*DOCUMENT PASSAGE*
Governments are pouring huge amounts of money into research on the feasibility of creating scalable — and, hopefully affordable — quantum computers, the invitation-only conference for researchers and companies was told. The U.S. and the European Union have each committed over $1 billion; China has committed $10 billion.
Quantum computers open the possibility of processing data and algorithms at a hugely faster rate than current supercomputers, with opportunities for applications from artificial intelligence to finding fast routes to deliver packages.
However, quantum computers will also be able to break asymmetrical public key encryption schemes like RSA used by many organizations to secure messages and transactions.
The question is, how soon? While a number of companies like IBM, Google and Intel have small quantum computers, it isn’t clear how soon a machine able to crack RSA 2048 encryption will be working.
Mashatan noted one Canadian expert, Michele Mosca of Waterloo University, thinks there’s is a one in seven chance a quantum computer will break RSA 2048 encryption by 2026, and there’s a 50-50 chance it will be done by 2032.
Others experts say it could be more like decades before that can be done — unless there is a break-through.
Still, already researchers suspect some countries are collecting and storing encrypted data for the time in the not too distant future when it can be cracked. That in part is why experts say organizations need to start preparing now.
Which is also why the U.S. National Institute for Standards and Technology (NIST) has embarked on a competition to approve standards for quantum-resistant encryption. It is scheduled to release a standard or standards in 2024.
New solution
The conference was sponsored by NXM Labs, headquartered in San Francisco but with research facilities in Toronto, which makes solutions allowing connected devices to automatically manage their own security.

*WHAT THIS TASK INVOLVES*
Reproduce the passage above on quantum computing and encryption word for word, in full.

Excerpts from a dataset
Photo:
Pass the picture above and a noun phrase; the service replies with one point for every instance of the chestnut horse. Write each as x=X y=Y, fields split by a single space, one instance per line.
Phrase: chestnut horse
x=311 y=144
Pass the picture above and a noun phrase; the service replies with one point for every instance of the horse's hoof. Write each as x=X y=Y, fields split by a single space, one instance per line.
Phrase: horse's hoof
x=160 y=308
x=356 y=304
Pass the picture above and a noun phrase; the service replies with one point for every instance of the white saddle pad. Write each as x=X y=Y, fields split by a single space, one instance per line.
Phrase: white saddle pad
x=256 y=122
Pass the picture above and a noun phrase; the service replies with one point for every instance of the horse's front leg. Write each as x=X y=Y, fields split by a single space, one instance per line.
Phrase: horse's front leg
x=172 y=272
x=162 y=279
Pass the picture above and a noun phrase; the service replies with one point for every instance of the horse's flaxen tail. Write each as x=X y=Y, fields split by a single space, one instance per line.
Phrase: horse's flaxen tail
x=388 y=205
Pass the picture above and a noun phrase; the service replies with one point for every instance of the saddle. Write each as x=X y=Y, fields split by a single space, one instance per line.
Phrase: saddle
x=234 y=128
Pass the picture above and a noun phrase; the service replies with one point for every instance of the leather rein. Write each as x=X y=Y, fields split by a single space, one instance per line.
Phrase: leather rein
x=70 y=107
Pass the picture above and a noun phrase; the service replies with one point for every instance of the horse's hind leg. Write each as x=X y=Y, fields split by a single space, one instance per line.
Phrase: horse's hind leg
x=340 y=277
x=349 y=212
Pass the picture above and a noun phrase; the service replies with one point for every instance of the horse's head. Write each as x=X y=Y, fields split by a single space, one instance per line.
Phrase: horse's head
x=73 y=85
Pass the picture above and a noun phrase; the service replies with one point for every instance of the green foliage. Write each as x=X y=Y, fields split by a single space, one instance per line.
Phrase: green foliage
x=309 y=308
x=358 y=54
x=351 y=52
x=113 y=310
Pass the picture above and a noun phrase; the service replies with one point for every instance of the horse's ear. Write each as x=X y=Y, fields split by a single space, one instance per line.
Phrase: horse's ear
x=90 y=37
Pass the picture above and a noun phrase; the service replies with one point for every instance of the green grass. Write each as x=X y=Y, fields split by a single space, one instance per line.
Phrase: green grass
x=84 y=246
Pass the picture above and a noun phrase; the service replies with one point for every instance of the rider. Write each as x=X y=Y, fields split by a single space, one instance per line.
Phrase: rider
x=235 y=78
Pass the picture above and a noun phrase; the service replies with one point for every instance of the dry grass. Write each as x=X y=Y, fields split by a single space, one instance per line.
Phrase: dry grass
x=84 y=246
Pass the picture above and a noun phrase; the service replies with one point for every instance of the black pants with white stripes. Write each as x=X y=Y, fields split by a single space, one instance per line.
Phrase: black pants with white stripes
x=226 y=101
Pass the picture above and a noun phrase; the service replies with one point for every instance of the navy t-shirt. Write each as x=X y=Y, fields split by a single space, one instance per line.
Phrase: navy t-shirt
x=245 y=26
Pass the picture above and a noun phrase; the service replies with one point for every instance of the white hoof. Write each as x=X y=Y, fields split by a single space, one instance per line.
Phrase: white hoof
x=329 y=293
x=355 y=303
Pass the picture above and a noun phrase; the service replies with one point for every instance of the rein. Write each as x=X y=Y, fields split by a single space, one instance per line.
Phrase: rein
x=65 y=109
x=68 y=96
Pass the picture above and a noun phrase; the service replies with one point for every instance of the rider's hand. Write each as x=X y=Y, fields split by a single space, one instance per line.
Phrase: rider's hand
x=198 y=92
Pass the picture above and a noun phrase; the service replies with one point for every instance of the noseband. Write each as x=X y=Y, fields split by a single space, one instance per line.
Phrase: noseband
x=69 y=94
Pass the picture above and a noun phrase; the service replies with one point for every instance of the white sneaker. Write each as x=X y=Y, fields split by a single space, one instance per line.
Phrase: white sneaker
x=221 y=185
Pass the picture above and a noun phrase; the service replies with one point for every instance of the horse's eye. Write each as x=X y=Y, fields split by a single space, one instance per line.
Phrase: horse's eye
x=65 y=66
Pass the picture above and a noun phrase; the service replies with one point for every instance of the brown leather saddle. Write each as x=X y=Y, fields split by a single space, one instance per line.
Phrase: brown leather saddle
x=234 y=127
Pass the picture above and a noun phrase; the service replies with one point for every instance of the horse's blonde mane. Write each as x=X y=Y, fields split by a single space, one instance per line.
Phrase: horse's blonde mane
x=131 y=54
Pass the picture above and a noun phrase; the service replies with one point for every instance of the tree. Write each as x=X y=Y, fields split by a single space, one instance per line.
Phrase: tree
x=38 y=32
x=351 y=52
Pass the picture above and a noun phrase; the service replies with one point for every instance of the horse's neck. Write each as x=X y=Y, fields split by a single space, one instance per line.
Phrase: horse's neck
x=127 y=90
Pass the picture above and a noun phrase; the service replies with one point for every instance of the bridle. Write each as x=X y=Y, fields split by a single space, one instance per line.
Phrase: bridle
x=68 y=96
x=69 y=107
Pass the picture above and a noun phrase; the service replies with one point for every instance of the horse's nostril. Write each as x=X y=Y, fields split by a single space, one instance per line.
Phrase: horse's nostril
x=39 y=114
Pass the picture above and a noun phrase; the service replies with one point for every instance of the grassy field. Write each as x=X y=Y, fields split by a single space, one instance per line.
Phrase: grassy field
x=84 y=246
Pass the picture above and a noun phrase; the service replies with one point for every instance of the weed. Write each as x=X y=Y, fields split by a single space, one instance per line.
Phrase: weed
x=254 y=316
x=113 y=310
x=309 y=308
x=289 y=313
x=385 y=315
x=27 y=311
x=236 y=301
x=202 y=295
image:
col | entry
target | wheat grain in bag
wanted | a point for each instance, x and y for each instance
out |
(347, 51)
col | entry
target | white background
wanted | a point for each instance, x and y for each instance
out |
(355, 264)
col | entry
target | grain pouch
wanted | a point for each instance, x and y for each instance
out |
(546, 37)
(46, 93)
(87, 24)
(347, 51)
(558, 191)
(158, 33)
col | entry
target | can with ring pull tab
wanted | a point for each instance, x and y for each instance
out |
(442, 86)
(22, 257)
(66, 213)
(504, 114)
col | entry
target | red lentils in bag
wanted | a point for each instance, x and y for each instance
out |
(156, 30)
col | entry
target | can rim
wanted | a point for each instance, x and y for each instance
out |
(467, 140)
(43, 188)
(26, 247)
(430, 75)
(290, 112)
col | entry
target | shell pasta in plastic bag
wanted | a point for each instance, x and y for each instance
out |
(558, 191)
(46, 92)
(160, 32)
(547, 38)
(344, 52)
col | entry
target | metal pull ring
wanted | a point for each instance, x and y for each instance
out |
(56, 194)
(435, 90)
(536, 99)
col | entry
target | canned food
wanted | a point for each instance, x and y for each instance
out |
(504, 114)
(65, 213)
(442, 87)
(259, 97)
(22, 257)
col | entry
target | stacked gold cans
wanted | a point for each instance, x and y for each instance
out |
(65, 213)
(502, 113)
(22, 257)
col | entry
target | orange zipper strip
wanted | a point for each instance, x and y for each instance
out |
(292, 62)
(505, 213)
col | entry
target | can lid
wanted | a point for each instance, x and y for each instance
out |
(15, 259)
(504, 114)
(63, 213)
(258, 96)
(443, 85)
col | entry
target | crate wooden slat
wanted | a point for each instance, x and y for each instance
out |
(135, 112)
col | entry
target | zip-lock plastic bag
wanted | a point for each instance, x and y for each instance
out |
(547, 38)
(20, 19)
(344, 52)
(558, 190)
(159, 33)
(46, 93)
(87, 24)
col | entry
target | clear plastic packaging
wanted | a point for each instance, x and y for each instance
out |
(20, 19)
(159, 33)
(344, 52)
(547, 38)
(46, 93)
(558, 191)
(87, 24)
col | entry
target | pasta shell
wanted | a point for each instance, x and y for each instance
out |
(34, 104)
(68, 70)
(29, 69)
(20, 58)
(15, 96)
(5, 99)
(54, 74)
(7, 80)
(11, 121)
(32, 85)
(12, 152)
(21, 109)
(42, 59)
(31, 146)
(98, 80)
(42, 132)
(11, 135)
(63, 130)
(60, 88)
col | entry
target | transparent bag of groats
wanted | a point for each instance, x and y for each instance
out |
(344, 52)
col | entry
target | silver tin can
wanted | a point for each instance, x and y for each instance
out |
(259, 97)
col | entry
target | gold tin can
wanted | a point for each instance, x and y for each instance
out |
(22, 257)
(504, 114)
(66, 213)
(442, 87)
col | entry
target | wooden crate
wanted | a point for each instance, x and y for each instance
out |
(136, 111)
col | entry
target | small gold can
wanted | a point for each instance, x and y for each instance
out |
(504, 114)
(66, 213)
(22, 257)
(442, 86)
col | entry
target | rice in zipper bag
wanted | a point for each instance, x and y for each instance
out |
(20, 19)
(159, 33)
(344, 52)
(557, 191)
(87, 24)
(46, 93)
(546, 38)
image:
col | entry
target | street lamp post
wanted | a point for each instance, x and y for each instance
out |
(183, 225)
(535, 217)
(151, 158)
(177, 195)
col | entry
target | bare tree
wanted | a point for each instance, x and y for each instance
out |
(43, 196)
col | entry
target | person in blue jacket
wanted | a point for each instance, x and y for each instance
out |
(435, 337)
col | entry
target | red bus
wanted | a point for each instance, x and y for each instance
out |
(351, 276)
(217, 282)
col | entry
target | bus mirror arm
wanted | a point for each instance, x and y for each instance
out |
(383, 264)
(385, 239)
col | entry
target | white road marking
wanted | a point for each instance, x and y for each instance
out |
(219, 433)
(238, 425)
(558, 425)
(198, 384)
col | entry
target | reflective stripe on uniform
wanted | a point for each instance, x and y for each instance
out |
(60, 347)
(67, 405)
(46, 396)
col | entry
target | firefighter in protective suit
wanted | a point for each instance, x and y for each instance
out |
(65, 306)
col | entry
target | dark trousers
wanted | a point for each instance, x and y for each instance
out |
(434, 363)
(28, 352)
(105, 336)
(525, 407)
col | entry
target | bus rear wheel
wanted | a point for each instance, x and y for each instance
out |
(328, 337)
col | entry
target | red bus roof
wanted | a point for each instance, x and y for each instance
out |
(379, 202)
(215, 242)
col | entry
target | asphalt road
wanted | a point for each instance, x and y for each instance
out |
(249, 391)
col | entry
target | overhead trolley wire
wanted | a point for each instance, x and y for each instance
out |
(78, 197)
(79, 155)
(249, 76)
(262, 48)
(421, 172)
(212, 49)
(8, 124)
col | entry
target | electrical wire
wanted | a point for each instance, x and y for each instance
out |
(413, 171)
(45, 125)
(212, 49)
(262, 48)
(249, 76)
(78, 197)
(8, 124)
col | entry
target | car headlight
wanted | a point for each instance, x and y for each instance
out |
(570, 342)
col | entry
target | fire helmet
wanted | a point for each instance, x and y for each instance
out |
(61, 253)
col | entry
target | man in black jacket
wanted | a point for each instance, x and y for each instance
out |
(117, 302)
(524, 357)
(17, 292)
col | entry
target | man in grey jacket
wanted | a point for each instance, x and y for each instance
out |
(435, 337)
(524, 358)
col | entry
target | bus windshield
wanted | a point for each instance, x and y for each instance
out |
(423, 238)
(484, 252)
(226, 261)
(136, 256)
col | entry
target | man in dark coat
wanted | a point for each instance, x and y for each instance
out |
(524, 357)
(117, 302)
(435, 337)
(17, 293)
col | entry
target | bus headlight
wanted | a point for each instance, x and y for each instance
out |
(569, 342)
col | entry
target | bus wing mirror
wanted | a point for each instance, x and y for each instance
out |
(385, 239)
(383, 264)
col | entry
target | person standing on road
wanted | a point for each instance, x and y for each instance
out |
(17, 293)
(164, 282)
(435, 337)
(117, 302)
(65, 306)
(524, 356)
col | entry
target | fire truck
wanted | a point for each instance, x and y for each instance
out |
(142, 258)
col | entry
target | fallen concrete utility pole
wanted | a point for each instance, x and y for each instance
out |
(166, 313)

*SOLUTION TO THIS TASK*
Governments are pouring huge amounts of money into research on the feasibility of creating scalable — and, hopefully affordable — quantum computers, the invitation-only conference for researchers and companies was told. The U.S. and the European Union have each committed over $1 billion; China has committed $10 billion.
Quantum computers open the possibility of processing data and algorithms at a hugely faster rate than current supercomputers, with opportunities for applications from artificial intelligence to finding fast routes to deliver packages.
However, quantum computers will also be able to break asymmetrical public key encryption schemes like RSA used by many organizations to secure messages and transactions.
The question is, how soon? While a number of companies like IBM, Google and Intel have small quantum computers, it isn’t clear how soon a machine able to crack RSA 2048 encryption will be working.
Mashatan noted one Canadian expert, Michele Mosca of Waterloo University, thinks there’s is a one in seven chance a quantum computer will break RSA 2048 encryption by 2026, and there’s a 50-50 chance it will be done by 2032.
Others experts say it could be more like decades before that can be done — unless there is a break-through.
Still, already researchers suspect some countries are collecting and storing encrypted data for the time in the not too distant future when it can be cracked. That in part is why experts say organizations need to start preparing now.
Which is also why the U.S. National Institute for Standards and Technology (NIST) has embarked on a competition to approve standards for quantum-resistant encryption. It is scheduled to release a standard or standards in 2024.
New solution
The conference was sponsored by NXM Labs, headquartered in San Francisco but with research facilities in Toronto, which makes solutions allowing connected devices to automatically manage their own security.